[Start PASSAGE SHOWN]
Moreover, as our customer database grew and continues to grow, weekly trading emails have become the biggest driver of sales.
How is the company growing?
We have set ourselves an ambitious growth strategy for the first five years. For example, we set out to double year on year and for two and a half years we have met that challenge, achieving £279k turnover in 2016, and £527k turnover in 2017, more than a 89 per cent growth on the previous year. Whilst we are yet to reach break-even position we are in line with our forecasts, and I have faith that we will see this happen soon.
How important is an inspirational figurehead to a scale-up company?
I think it’s vital that an inspirational figurehead heads up a company – if you’re unable to inspire your staff, how will you get them motivated to succeed? I would define my own leadership style as collaborative with an emphasis on teamwork and transparency. I also believe in creating a working environment where people enjoy each other’s company. Lunchtime is a great time to do this – every day myself and the team all sit down in my kitchen and enjoy lunch together, and we all use it as an opportunity to ‘down tools’ and spend some quality time as a team. Taking a break during the working day is vital to helping employees be more productive.
As a result of we have been able to build a team of supportive, motivated and experienced people who can offer a helping hand or advice when the going gets tough! I think partners, advisers and investors will always be appreciative of someone who is transparent, as it means you can manage expectations and build trust.
[End PASSAGE SHOWN]
[Start INFORMATION SHOWN]
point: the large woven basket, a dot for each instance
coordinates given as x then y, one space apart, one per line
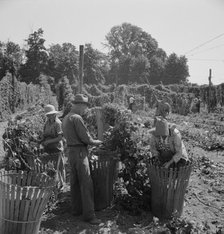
23 197
103 172
168 189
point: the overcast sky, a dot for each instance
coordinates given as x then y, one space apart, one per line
194 28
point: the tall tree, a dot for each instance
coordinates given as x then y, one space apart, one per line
63 61
37 57
95 65
176 69
10 58
131 50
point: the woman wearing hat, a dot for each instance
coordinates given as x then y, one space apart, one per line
78 138
166 144
52 142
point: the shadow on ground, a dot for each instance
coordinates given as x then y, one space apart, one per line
59 220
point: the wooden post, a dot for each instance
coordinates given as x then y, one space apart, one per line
209 90
81 61
100 123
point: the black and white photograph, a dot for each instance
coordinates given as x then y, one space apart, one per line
111 117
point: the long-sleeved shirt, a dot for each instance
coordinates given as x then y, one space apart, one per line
75 131
53 130
173 142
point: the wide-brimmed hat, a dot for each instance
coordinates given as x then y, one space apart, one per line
81 99
50 109
161 127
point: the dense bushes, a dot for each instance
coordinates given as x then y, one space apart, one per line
16 96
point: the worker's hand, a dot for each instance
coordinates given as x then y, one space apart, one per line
98 142
45 143
167 164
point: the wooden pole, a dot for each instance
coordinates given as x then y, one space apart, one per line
209 90
81 62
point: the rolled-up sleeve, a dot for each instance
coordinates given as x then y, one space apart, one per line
58 127
153 148
178 146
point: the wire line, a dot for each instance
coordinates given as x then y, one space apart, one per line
199 46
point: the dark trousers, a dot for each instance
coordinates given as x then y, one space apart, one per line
82 197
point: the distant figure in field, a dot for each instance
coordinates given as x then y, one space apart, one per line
166 144
195 106
131 103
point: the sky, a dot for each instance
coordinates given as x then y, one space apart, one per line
194 28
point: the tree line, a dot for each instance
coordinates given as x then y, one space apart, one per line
133 57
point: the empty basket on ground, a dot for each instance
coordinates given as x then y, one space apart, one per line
23 198
168 189
103 172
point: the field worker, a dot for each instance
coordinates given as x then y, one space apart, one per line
52 141
131 103
162 108
78 138
166 144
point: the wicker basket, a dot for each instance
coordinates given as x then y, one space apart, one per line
103 172
23 197
168 190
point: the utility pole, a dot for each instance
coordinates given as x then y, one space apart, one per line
209 90
81 61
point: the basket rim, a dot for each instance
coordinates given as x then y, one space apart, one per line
27 186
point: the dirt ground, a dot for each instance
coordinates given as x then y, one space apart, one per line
203 206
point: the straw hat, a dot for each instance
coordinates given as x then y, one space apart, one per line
50 109
81 99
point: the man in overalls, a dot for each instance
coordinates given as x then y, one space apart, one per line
78 138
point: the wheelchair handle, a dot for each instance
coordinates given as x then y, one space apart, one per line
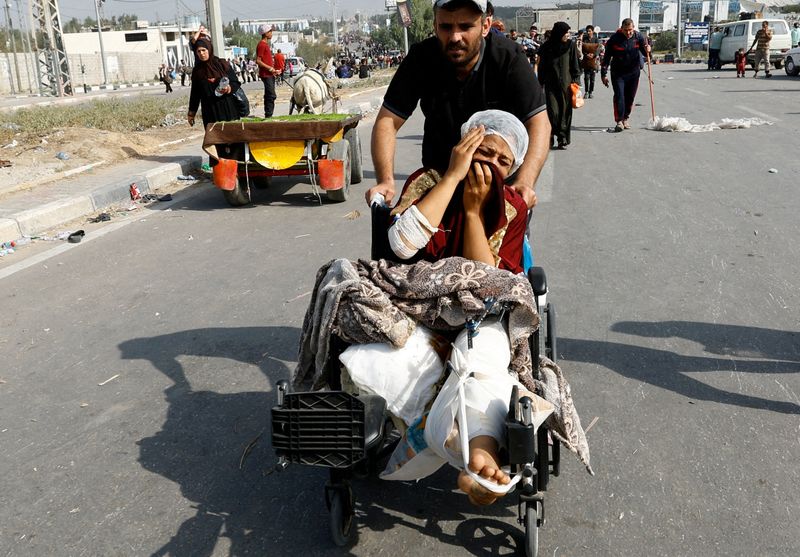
377 199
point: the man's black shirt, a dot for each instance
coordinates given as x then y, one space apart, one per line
502 79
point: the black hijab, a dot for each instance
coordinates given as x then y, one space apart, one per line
214 68
560 28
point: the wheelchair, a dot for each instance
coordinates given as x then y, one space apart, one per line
352 435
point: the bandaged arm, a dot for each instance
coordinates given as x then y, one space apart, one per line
410 233
416 226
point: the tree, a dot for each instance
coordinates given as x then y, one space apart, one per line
72 26
421 21
420 29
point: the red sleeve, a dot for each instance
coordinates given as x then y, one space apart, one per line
511 248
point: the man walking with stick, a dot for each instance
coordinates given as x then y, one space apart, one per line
625 50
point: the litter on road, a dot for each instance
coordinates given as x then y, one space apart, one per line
678 124
108 380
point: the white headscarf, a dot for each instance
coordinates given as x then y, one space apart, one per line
507 126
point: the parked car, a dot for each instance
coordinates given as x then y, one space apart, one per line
740 34
791 62
294 66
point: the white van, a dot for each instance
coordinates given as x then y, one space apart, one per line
741 34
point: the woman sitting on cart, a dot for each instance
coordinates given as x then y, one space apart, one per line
470 212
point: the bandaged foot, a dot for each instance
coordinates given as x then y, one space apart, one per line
483 460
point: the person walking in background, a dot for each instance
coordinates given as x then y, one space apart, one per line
266 69
741 62
624 50
184 72
280 65
165 75
761 42
243 69
558 69
213 98
714 46
589 49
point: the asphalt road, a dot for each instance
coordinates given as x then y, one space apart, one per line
138 366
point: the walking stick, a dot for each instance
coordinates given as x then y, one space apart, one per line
650 81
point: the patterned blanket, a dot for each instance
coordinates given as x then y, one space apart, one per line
381 301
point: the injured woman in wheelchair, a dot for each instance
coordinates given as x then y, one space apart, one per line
440 328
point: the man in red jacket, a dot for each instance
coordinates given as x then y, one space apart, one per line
280 65
266 69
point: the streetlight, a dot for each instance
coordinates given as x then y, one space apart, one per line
335 28
100 38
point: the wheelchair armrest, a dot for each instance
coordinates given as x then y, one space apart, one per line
538 280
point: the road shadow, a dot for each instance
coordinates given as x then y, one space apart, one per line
757 90
165 159
589 128
216 447
739 349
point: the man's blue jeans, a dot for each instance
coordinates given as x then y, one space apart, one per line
625 87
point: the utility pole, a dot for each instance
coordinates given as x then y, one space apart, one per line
335 28
13 44
679 29
215 27
26 45
52 64
180 32
100 38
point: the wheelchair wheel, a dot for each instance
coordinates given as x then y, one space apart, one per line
342 515
531 529
551 349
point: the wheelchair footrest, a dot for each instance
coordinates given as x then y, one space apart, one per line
333 429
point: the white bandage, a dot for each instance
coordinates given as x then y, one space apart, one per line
410 233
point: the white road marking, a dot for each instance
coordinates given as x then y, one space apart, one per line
757 113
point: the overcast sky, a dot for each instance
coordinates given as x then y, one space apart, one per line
256 9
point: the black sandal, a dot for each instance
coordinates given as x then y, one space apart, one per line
76 237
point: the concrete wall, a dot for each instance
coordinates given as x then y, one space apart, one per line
123 67
577 19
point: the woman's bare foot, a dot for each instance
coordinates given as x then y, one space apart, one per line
483 461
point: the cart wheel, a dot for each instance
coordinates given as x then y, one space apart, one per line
238 195
356 166
532 529
551 348
261 182
340 150
342 516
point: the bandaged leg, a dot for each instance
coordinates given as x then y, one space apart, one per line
410 233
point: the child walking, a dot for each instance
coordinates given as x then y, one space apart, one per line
741 61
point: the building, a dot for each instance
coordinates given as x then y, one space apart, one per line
659 15
279 24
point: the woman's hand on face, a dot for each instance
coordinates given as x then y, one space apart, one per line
477 187
461 156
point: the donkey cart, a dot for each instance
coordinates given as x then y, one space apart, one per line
325 147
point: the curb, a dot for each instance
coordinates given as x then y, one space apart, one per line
50 215
32 222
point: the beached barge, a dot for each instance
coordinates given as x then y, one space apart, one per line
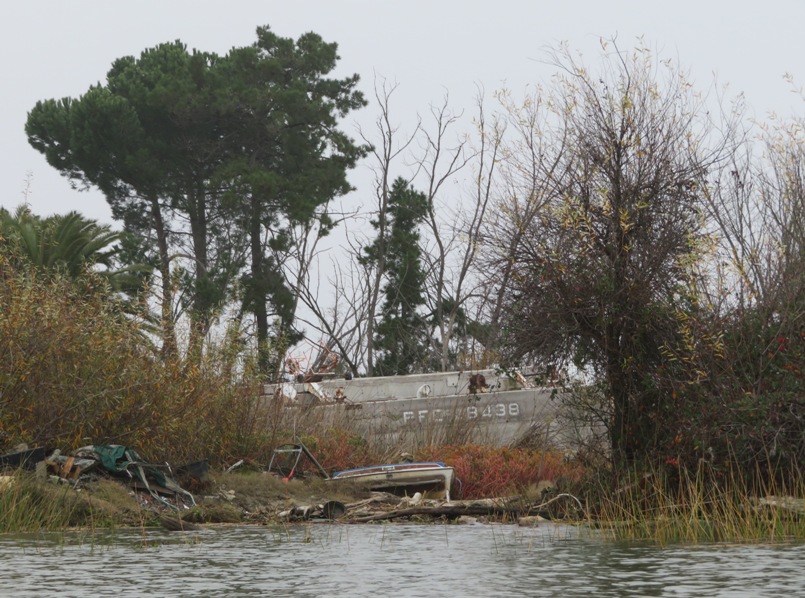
484 405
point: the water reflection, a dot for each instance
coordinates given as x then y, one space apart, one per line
382 560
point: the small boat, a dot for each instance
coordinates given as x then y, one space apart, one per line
432 477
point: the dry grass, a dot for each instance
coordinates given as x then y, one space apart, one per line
696 510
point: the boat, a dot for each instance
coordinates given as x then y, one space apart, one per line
489 406
433 478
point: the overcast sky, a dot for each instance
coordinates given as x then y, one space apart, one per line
57 48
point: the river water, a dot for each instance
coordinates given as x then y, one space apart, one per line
399 560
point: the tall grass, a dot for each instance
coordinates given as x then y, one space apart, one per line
691 508
27 505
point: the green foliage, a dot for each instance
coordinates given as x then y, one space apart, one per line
215 157
75 370
402 333
71 245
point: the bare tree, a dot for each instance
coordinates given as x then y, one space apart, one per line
603 221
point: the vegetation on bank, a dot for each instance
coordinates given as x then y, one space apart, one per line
613 228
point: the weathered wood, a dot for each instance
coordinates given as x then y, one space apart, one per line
490 506
175 524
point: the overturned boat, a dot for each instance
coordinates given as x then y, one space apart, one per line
431 478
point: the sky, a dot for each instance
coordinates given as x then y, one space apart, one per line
432 48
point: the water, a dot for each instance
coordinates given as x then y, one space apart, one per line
386 560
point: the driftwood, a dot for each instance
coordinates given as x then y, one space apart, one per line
457 509
175 524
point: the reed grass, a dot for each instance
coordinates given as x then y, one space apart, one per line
28 505
693 508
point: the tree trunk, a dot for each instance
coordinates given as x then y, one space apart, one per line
169 344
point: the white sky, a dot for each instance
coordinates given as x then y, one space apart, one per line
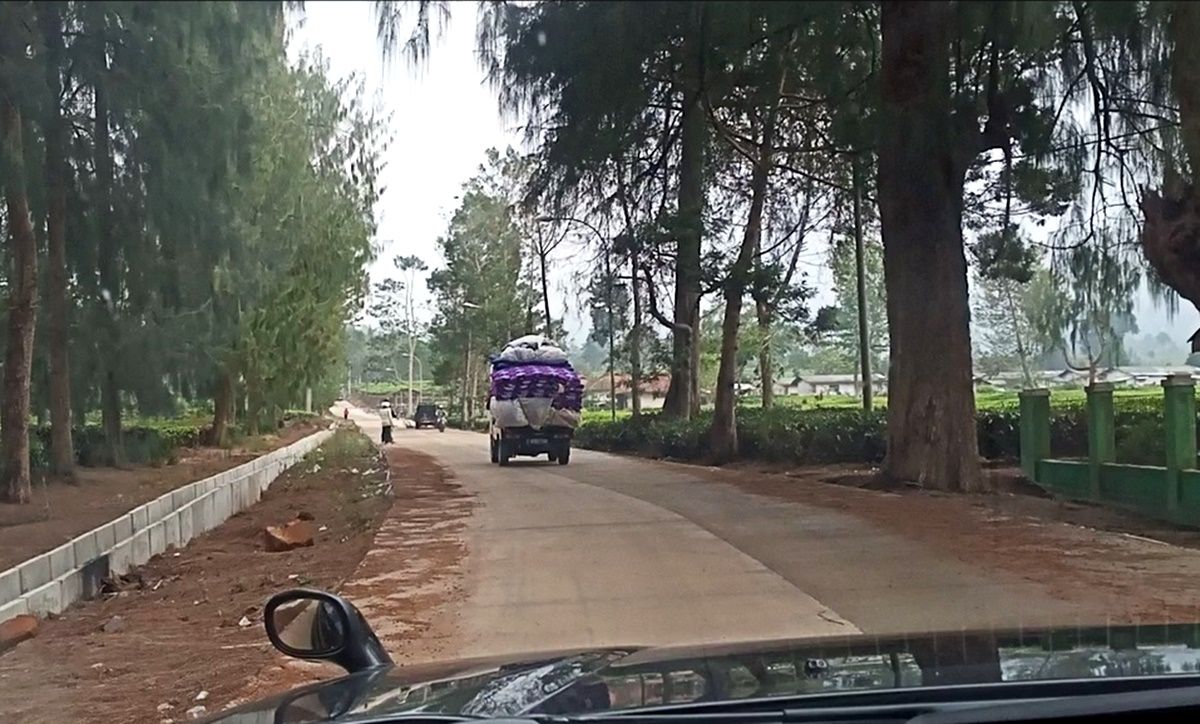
444 118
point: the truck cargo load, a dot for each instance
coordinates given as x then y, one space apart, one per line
534 400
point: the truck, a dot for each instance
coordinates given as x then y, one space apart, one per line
553 441
534 400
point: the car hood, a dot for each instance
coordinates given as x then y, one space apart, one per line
630 677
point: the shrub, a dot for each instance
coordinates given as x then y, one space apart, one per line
154 442
802 436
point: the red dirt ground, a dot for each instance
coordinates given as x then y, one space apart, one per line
61 512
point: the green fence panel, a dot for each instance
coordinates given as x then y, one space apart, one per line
1140 486
1066 478
1189 491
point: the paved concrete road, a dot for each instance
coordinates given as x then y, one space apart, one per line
615 550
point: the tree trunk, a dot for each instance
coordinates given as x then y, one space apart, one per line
1014 317
222 407
864 334
412 355
635 341
723 435
22 311
1170 235
766 365
931 429
682 396
57 173
545 292
108 261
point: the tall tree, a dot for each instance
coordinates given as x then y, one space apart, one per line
15 23
723 434
58 173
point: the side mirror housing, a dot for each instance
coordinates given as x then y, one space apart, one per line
313 624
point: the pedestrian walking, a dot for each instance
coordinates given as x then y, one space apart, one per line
385 418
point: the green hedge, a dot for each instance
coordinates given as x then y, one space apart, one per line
821 436
151 443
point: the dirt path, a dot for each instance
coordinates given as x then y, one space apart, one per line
409 582
179 632
61 512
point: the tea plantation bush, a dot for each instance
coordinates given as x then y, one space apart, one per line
820 436
153 443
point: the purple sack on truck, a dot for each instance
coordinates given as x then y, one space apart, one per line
557 382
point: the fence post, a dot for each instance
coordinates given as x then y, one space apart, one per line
1101 431
1180 424
1035 429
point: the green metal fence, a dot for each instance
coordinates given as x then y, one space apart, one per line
1170 491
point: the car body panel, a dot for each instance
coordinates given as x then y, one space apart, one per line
633 677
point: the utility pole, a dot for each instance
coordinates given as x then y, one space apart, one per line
864 351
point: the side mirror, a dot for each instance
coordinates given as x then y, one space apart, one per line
313 624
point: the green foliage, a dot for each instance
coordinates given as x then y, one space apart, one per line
480 298
802 434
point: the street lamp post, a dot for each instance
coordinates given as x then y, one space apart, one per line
607 273
420 368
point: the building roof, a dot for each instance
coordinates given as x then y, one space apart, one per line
834 378
653 384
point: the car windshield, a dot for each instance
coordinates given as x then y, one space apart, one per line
784 347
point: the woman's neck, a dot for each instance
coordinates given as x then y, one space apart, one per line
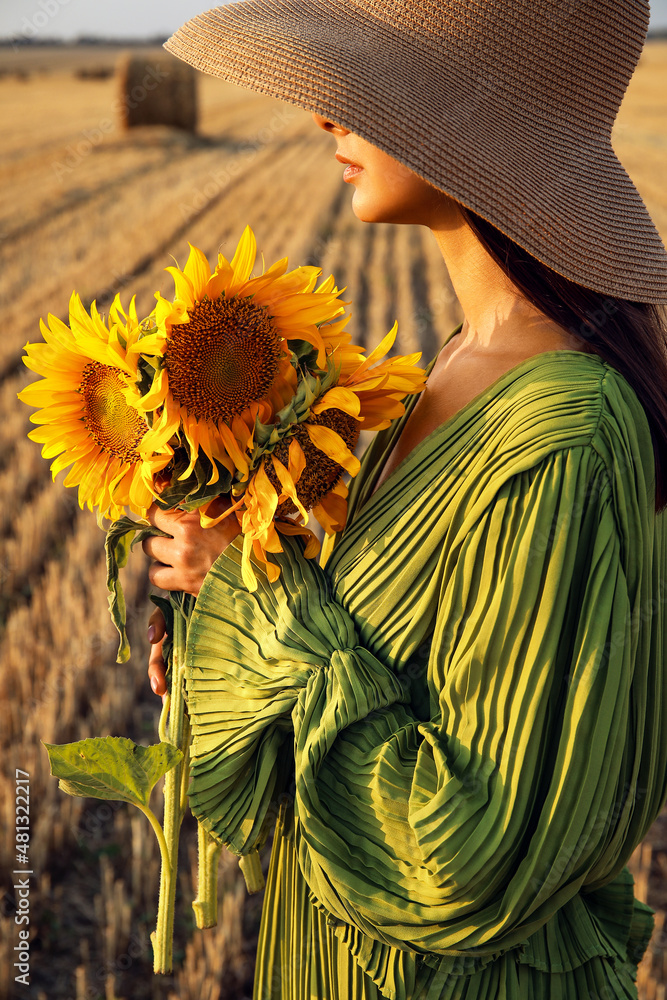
498 319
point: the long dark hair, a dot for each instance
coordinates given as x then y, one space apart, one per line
630 336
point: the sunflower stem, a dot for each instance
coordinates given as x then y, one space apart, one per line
175 780
205 905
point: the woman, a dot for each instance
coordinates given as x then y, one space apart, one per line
462 718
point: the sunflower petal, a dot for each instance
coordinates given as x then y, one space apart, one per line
332 444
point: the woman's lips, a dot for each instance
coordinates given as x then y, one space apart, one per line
351 170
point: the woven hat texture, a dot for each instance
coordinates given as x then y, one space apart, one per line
506 105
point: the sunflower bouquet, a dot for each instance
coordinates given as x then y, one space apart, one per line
242 387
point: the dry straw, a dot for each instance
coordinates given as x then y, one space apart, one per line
156 91
507 105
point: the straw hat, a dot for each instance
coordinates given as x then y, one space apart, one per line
506 105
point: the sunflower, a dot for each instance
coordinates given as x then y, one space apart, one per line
222 354
88 416
297 463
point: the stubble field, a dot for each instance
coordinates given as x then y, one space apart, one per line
85 205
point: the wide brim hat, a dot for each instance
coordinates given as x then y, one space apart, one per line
506 105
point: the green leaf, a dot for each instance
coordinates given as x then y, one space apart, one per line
120 539
111 767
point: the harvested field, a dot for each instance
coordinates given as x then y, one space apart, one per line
86 205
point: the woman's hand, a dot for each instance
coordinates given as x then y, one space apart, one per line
181 562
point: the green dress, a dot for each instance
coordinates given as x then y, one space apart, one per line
458 728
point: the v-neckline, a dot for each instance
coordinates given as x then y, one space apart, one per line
446 426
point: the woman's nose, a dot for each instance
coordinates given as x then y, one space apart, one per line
328 125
[End INFORMATION SHOWN]
• STATED GOAL:
Please copy the interview passage above word for word, from "How is the company" up to and including "this happen soon.".

• EXERCISE RESULT:
How is the company growing?
We have set ourselves an ambitious growth strategy for the first five years. For example, we set out to double year on year and for two and a half years we have met that challenge, achieving £279k turnover in 2016, and £527k turnover in 2017, more than a 89 per cent growth on the previous year. Whilst we are yet to reach break-even position we are in line with our forecasts, and I have faith that we will see this happen soon.